Given exercise A:
Answer these questions about the forum thread on lazy_cache in the JEC factory:
(i) What problem came from passing df.caches[0] as lazy_cache?
(ii) Which package does the reply name as the source of several cache options?
(iii) When NanoEvents is instantiated, which parameter of NanoEventsFactory.from_root takes the cache?
Given exercise B: Pick up the forum thread on lazy_cache in the JEC factory and carry it on from the point where it ends.

[start of Selected extract]

Correct way to specify lazy_cache in JEC factory? #467

kondratyevd · 2021-03-10T22:09:04Z

kondratyevd
Mar 10, 2021

Currently I apply JEC like this:

jets = jec_factory.build(jets, lazy_cache=df.caches[0])
# (df is input NanoEvents dataset)

but this leads to a very high memory usage.
Can this behavior be avoided by passing something else as lazy_cache parameter?

Answered by nsmith-

Mar 11, 2021

The cachetools package (which is a chained dependency of coffea) provides several options. Here is one example, using the awkward nbytes feature:

from cachetools import LRUCache
cache = LRUCache(1_000_000, lambda a: a.nbytes)
jets = jec_factory.build(jets, lazy_cache=cache)

Similarly, such caches can also be used when instantiating NanoEvents:

cache = LRUCache(int(1e8), lambda a: a.nbytes)
factory = NanoEventsFactory.from_root(
    filename,
    runtime_cache=cache,
    entry_stop=10000,
    metadata={"dataset": "SomeDataset"},
)
events = factory.events()

View full answer

nsmith- · 2021-03-11T03:00:20Z

nsmith-
Mar 11, 2021
Maintainer

The cachetools package (which is a chained dependency of coffea) provides several options. Here is one example, using the awkward nbytes feature:

from cachetools import LRUCache
cache = LRUCache(1_000_000, lambda a: a.nbytes)
jets = jec_factory.build(jets, lazy_cache=cache)

Similarly, such caches can also be used when instantiating NanoEvents:

cache = LRUCache(int(1e8), lambda a: a.nbytes)
factory = NanoEventsFactory.from_root(
    filename,
    runtime_cache=cache,
    entry_stop=10000,
    metadata={"dataset": "SomeDataset"},
)
events = factory.events()

[end of Selected extract]
[start of Supplied material]

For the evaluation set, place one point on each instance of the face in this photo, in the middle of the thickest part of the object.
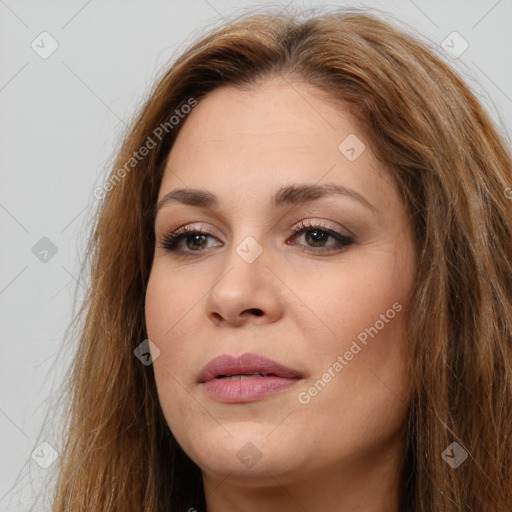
(314, 280)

[end of Supplied material]

Written response A:
(i) Very high memory usage.
(ii) The cachetools package, a chained dependency of coffea.
(iii) runtime_cache.

Written response B:
0 replies

kondratyevd · 2021-03-11T18:42:41Z

kondratyevd
Mar 11, 2021
Author

Okay, so I investigated this a bit more, and I came to the conclusion that the memory consumption is "real", i.e. the memory usage does not blow up uncontrollably.

I was able to fit all the work into workers memory by reducing the chunk size from 100k to 10k.

To give some anecdotal numbers: JEC uncertainties evaluated on 10k event chunks used ~4GB of memory on each worker. (This is for VBF Hµµ sample where each event contains 2 high-pT jets and possibly some soft jet activity). The behavior was in fact similar whether I use df.caches[0] or LRUCache.

@nsmith- would you still recommend using LRUCache? Are there any caveats related to hard-coding the max cache size?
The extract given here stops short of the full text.